▶ [Written task]
Copy out all of the data word for word. Omit every picture.

[Information given Boundary: Start]

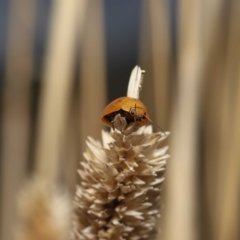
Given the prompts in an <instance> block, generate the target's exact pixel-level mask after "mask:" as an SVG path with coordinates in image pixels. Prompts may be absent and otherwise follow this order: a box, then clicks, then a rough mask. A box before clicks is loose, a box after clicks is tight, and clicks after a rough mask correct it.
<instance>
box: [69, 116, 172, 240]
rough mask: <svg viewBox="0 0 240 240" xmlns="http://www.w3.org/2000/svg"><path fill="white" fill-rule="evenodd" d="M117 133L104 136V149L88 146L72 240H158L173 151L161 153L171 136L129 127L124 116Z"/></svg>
mask: <svg viewBox="0 0 240 240" xmlns="http://www.w3.org/2000/svg"><path fill="white" fill-rule="evenodd" d="M113 123H114V127H115V128H116V131H112V132H111V133H107V132H104V131H103V132H102V138H103V145H102V144H101V143H99V142H97V141H95V140H94V139H92V138H90V137H89V138H88V140H87V142H86V143H87V149H86V152H85V153H84V157H85V161H84V162H81V165H82V168H81V169H80V170H78V172H79V175H80V177H81V183H80V185H78V186H77V190H76V195H75V203H74V204H75V205H74V220H73V230H72V234H71V237H72V239H75V240H77V239H79V240H90V239H91V240H92V239H96V240H97V239H99V240H113V239H114V240H118V239H119V240H124V239H126V240H138V239H151V240H153V239H154V237H155V235H156V233H157V229H156V222H157V219H158V217H159V216H160V214H159V211H160V201H159V198H160V187H161V184H162V183H163V181H164V176H163V175H164V172H165V167H166V160H167V158H168V157H169V156H168V155H167V154H166V152H167V149H168V147H164V148H158V147H159V144H160V142H161V141H162V140H164V139H165V138H166V137H167V136H168V135H169V133H168V132H166V133H162V132H157V133H152V126H143V127H140V126H141V124H140V121H132V122H130V123H129V122H127V120H126V118H125V116H122V115H121V114H120V113H119V114H117V115H115V117H114V119H113Z"/></svg>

[Information given Boundary: End]

▶ [Task result]
Given the prompts in an <instance> block, generate the target's exact pixel-level mask after "mask:" as an SVG path with coordinates in image pixels. Prompts may be absent and otherwise follow this order: a box, then clicks, then a rough mask. A box before clicks is loose, a box after clicks is tight, and clicks after a rough mask correct it.
<instance>
box: [69, 116, 172, 240]
rough mask: <svg viewBox="0 0 240 240" xmlns="http://www.w3.org/2000/svg"><path fill="white" fill-rule="evenodd" d="M117 133L104 136V149L88 146L72 240H158L173 151L161 153L171 136L129 127L124 116Z"/></svg>
mask: <svg viewBox="0 0 240 240" xmlns="http://www.w3.org/2000/svg"><path fill="white" fill-rule="evenodd" d="M113 123H114V127H115V128H116V131H112V132H111V133H107V132H104V131H103V132H102V138H103V145H102V144H101V143H99V142H97V141H95V140H94V139H92V138H90V137H89V138H88V140H87V142H86V143H87V149H86V152H85V153H84V157H85V161H84V162H81V165H82V168H81V169H80V170H78V172H79V175H80V177H81V183H80V185H78V186H77V190H76V195H75V203H74V204H75V205H74V220H73V230H72V234H71V237H72V239H75V240H77V239H79V240H90V239H91V240H92V239H96V240H97V239H99V240H113V239H114V240H118V239H119V240H124V239H126V240H138V239H151V240H153V239H154V237H155V235H156V233H157V229H156V222H157V219H158V217H159V216H160V214H159V211H160V201H159V198H160V187H161V184H162V183H163V181H164V176H163V175H164V172H165V167H166V160H167V158H168V157H169V156H168V155H167V154H166V152H167V149H168V147H164V148H158V147H159V144H160V142H161V141H162V140H164V139H165V138H166V137H167V136H168V135H169V133H168V132H166V133H162V132H157V133H152V126H143V127H140V126H141V124H140V121H132V122H130V123H129V122H127V120H126V118H125V116H122V115H121V114H120V113H119V114H117V115H115V117H114V119H113Z"/></svg>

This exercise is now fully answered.